ASSIGNMENT
The records below are made of lines; count those holding the word "blurred" and give the number only.

DATA UNDER STUDY: Begin

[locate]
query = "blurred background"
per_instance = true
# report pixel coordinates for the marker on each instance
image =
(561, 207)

DATA UNDER STUDY: End
DATA UNDER STUDY: Begin

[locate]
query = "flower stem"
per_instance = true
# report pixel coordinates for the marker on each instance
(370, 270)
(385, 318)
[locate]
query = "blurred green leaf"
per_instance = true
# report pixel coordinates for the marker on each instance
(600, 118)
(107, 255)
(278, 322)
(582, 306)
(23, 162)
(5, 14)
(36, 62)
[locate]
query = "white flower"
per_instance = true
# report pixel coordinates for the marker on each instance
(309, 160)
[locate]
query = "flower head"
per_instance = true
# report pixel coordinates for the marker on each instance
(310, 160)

DATA UNDER STUDY: End
DATA UNDER STUDY: Begin

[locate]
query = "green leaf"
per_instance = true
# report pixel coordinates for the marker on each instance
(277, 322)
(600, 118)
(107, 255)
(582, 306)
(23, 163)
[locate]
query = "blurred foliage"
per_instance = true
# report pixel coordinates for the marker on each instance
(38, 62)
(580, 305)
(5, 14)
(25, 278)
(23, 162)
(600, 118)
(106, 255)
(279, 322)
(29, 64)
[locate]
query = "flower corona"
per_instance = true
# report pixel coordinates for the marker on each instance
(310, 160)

DATA UNDER STUDY: End

ANSWER TO THIS TASK
3